■ PAGE EXTRACT:
============

0
votes

I have the input data comes in below format which is in dataframe df_date:

col1, col2, extraction_date, col3
010, DSL, 20191201235900, VDRAC
010, DSL, 20191203235900, VDRAC
010, DSL, 20191205235900, VDRAC
010, DSL, 20200120235900, VDRAC
010, DSL, 20200128235900, VDRAC
010, DSL, 20200129235900, VDRAC
010, DSL, 20200129235900, VDRAC
(string, string, bitint(longtype), string) # I have added the data type of each column for reference)

When I want to process old date, consider only the records before 29th. I need to filter it and need to apply business condition.

import datetime
var = '28-01-2020'
ref_date = datetime.datetime.strptime(var, '%d-%m-%Y').date()   #converting input ref date arg to date format
df_fil_date = df_data.filter(df_date.extraction_date.leq(ref_date))

Is showing me error, because the extraction_date from source is long_type (bitint) and the ref_date variable is in date format.

Could you please check and let me know how to filter the data based on the date variable passed?

1

1 Answers

1
votes

You will need to cast the column to date type to do any kinds of checks with other date columns.

clm_name = 'extraction_date'
input_format = 'yyyyMMddHHmmss'
outputformat = 'MM-dd-yyyy HH:mm:ss'
df_data = df_data.withColumn(clm_name, (unix_timestamp( df_data[extraction_date], input_format )))
df_data = df_data.withColumn(clm_name, from_unixtime( df_data[extraction_date], outputformat))
df_data = df_data.withColumn(clm_name, to_timestamp( df_data[clm_name], outputformat).cast('date'))

Instead of casting to 'date' you could use 'timestamp' instead so that the time information is not lost during casting, but then again you will need the other column to be of type 'timestamp'. To filter the date,

var = '2020-01-28'
df_fil_date = df_data.filter(df_date.extraction_date < lit(var).cast('date'))

============

■ GIVEN INSTRUCTION 1:
Answer these about the date-filtering thread, one line each:
(a) What string does the answer assign to input_format?
(b) What does the asker say causes the error?
(c) What value does the answer give var in its filter?
■ GIVEN INSTRUCTION 2:
Does each statement agree with the date-filtering thread? Answer yes or no and quote the deciding words.
(a) The answer says casting to 'timestamp' would keep the time information.
(b) The asker wants only the records after the 29th.
(c) In the asker's code, var is set to '28-01-2020'.
■ GIVEN INSTRUCTION 3: Reproduce the passage of the date-filtering thread that begins at the words "clm_name = 'extraction_date'" and stops after "df_data[extraction_date], input_format )))".

============

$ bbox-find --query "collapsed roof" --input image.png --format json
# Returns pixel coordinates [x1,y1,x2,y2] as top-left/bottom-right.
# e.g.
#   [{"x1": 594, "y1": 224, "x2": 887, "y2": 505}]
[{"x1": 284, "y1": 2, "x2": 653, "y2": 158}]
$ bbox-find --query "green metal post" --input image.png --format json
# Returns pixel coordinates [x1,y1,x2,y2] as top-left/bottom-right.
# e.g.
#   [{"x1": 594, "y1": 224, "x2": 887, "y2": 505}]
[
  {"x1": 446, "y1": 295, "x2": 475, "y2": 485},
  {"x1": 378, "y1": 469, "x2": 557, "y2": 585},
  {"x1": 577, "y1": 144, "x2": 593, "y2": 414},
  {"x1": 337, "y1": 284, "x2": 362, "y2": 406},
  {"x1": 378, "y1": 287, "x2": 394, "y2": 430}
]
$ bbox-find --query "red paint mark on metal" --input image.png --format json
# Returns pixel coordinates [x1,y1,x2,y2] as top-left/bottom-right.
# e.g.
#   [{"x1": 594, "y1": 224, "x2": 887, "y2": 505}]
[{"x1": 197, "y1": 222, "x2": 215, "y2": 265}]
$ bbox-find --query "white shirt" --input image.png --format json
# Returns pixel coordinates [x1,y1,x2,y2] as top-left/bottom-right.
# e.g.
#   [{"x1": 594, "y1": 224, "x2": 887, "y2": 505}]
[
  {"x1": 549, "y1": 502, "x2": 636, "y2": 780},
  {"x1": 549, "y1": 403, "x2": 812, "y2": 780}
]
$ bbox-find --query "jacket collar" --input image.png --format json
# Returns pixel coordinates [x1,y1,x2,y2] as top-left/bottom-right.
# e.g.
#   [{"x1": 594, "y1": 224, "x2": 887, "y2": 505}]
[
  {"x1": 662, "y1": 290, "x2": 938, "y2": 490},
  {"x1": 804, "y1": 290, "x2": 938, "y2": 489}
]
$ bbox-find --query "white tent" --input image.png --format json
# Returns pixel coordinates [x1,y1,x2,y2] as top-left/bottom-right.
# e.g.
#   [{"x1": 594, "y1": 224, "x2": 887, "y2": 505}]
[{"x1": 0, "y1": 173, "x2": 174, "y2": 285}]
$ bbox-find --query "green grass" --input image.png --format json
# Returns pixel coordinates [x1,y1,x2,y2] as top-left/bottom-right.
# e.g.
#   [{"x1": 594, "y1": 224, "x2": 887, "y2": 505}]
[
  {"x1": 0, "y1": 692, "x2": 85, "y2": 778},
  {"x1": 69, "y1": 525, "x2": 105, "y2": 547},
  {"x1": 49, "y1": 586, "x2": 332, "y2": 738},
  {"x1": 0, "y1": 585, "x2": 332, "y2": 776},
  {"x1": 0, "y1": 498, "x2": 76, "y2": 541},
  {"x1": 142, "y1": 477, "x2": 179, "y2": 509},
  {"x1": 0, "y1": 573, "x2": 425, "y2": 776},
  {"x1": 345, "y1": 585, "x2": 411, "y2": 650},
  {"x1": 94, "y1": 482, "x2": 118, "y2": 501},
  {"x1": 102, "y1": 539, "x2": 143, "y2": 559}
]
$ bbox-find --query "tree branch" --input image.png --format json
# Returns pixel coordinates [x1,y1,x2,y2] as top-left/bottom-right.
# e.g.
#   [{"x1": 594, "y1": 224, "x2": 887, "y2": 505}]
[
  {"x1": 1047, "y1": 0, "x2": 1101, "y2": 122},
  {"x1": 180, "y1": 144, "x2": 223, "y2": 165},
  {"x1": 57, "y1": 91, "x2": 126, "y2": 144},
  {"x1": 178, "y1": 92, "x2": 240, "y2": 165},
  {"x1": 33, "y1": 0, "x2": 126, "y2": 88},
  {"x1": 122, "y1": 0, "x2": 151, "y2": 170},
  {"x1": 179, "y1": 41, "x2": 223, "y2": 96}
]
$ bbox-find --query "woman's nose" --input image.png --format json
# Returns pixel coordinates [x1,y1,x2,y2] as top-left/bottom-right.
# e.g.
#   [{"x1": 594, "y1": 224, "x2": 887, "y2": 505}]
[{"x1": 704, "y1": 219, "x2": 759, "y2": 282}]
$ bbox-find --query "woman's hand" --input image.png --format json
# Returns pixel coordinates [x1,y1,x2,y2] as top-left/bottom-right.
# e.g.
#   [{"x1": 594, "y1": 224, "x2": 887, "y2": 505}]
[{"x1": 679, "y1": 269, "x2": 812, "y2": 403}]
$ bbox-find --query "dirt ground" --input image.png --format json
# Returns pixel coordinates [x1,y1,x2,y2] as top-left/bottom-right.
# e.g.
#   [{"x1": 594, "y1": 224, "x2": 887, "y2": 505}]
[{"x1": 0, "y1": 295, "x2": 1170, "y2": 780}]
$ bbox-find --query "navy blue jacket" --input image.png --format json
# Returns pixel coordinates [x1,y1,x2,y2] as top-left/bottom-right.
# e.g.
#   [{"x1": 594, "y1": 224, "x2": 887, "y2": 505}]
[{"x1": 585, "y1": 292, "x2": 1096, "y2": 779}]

============

■ FULL ANSWER 1:
(a) 'yyyyMMddHHmmss'
(b) The extraction_date from the source is long_type (bitint), while the ref_date variable is in date format.
(c) '2020-01-28'

■ FULL ANSWER 2:
(a) Yes: "you could use 'timestamp' instead so that the time information is not lost during casting"
(b) No: "consider only the records before 29th"
(c) Yes: "var = '28-01-2020'"

■ FULL ANSWER 3:
clm_name = 'extraction_date'
input_format = 'yyyyMMddHHmmss'
outputformat = 'MM-dd-yyyy HH:mm:ss'
df_data = df_data.withColumn(clm_name, (unix_timestamp( df_data[extraction_date], input_format )))